Given text:
--- Start ---
#1
Mar808, 08:00 PM

P: 4

S,T: V onto W are both linear maps. Show that M:={x out of V s.t. Sx out of Range(T)} is a subspace of V
I know that to show M is a subspace of V I must show: i. 0 out of M ii. For every u, v out of M, u+v out M iii. For every u out of M, a out of F, au out of M. I just don't know how to start it, can someone help? 



#2
Mar808, 09:20 PM

Math
Emeritus
Sci Advisor
Thanks
PF Gold
P: 38,886

You are using "out of" where I would use "in" but I understand what you need.
First, as I have pointed out before. You do not need to show that 0 is in M. Since 0v= 0 (the 0 vector), show that M is closed under scalar multiplication immediately gives you that. M is (in my language!) the set of all vectors, x, in V such that Sx is also in the range of T: there exist some y in V such that Sx= Ty. Okay, suppose x[sub]1[/sup] and x_{2} are in M that is, there is y_{2} in V such that Sx_{1}= Ty_{1} and y_{2} such that Sx_{2}= Ty_{2}. What can you say about S(x_{1}+ x_{2}). Now suppose x is in M that is, there is y in V such that Sx= Ty and a is in F. What can you say about S(ax)?
--- End ---
Data lines:
--- Start ---
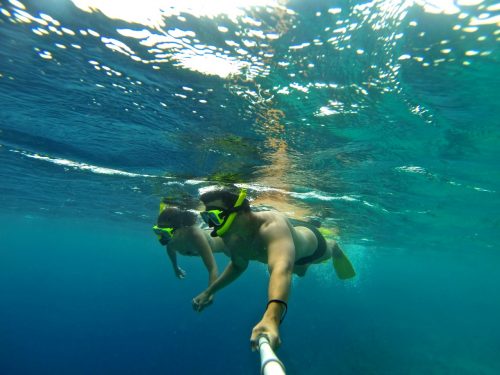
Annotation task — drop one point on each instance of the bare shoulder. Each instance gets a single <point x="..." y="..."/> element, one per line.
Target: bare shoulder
--- End ---
Jobs:
(A) In the linear algebra thread, why does the second post say there is no need to show that 0 is in M?
(B) Reproduce the part of the linear algebra thread that opens with the words containing "You are using" and closes with "say about S(ax)?".
The data above is not needed for this work.

Full solutions:
(A) Since 0v = 0, showing that M is closed under scalar multiplication immediately gives that 0 is in M.

(B)
You are using "out of" where I would use "in" but I understand what you need.
First, as I have pointed out before. You do not need to show that 0 is in M. Since 0v= 0 (the 0 vector), show that M is closed under scalar multiplication immediately gives you that. M is (in my language!) the set of all vectors, x, in V such that Sx is also in the range of T: there exist some y in V such that Sx= Ty. Okay, suppose x[sub]1[/sup] and x_{2} are in M that is, there is y_{2} in V such that Sx_{1}= Ty_{1} and y_{2} such that Sx_{2}= Ty_{2}. What can you say about S(x_{1}+ x_{2}). Now suppose x is in M that is, there is y in V such that Sx= Ty and a is in F. What can you say about S(ax)?